- [WHAT IS BEING ASKED] Starting at the line that contains "of the dark", quote every line through the end of the entries, word for word, skipping the pictures.

- [PROVIDED RECORDS]
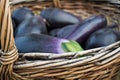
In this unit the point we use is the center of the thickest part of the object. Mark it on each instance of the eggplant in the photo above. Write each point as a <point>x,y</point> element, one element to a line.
<point>54,32</point>
<point>20,14</point>
<point>58,18</point>
<point>102,37</point>
<point>85,29</point>
<point>45,43</point>
<point>66,31</point>
<point>34,24</point>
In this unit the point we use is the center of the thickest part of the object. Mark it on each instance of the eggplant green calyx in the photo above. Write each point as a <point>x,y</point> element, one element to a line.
<point>71,46</point>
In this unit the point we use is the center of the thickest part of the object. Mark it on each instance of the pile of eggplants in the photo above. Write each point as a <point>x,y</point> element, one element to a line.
<point>59,31</point>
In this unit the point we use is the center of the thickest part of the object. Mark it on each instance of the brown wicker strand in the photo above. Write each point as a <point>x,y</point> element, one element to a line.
<point>10,54</point>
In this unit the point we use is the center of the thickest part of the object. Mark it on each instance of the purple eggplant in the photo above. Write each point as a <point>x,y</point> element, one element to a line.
<point>20,14</point>
<point>44,43</point>
<point>66,31</point>
<point>58,18</point>
<point>54,32</point>
<point>84,30</point>
<point>102,37</point>
<point>35,24</point>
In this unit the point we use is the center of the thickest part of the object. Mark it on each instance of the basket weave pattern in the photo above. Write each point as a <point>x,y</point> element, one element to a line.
<point>98,64</point>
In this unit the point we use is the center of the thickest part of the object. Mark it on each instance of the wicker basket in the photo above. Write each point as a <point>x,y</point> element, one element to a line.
<point>97,64</point>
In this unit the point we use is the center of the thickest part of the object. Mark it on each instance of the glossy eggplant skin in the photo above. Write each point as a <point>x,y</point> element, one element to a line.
<point>58,18</point>
<point>66,31</point>
<point>20,14</point>
<point>34,24</point>
<point>39,43</point>
<point>54,32</point>
<point>102,37</point>
<point>84,30</point>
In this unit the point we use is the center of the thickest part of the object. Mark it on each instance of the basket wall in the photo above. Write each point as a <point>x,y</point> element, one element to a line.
<point>104,65</point>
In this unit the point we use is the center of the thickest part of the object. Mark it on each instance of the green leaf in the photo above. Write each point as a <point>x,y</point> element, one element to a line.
<point>71,46</point>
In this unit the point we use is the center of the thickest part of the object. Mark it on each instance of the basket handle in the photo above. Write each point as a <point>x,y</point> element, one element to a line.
<point>9,54</point>
<point>56,2</point>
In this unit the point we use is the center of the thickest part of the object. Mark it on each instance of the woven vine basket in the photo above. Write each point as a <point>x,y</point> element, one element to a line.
<point>97,64</point>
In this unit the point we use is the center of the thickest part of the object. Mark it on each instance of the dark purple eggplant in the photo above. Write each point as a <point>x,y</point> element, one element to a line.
<point>58,18</point>
<point>54,32</point>
<point>20,14</point>
<point>44,43</point>
<point>34,24</point>
<point>66,31</point>
<point>84,30</point>
<point>102,37</point>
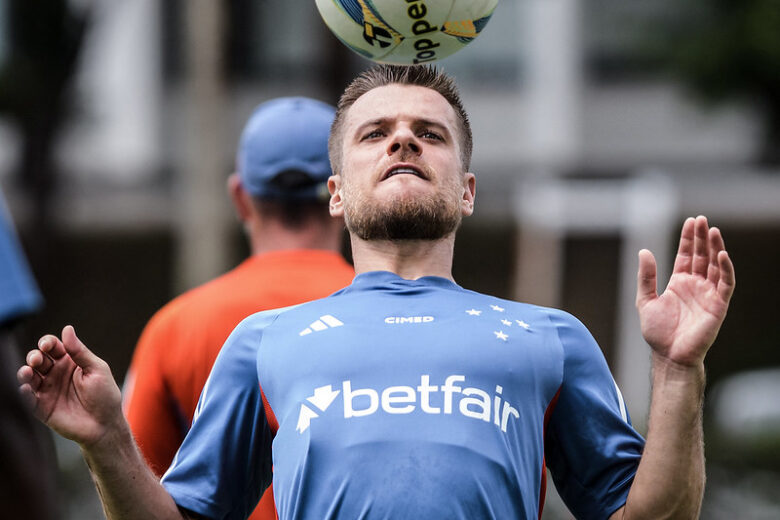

- [RESPONSE TO THIS EXERCISE]
In this unit the point we use is the center of the thickest part of the object. Mark it on each instance of the dark purple eggplant in the photo above. Write each point as a <point>x,y</point> element, one element to a line.
<point>58,18</point>
<point>54,32</point>
<point>20,14</point>
<point>44,43</point>
<point>34,24</point>
<point>66,31</point>
<point>84,30</point>
<point>102,37</point>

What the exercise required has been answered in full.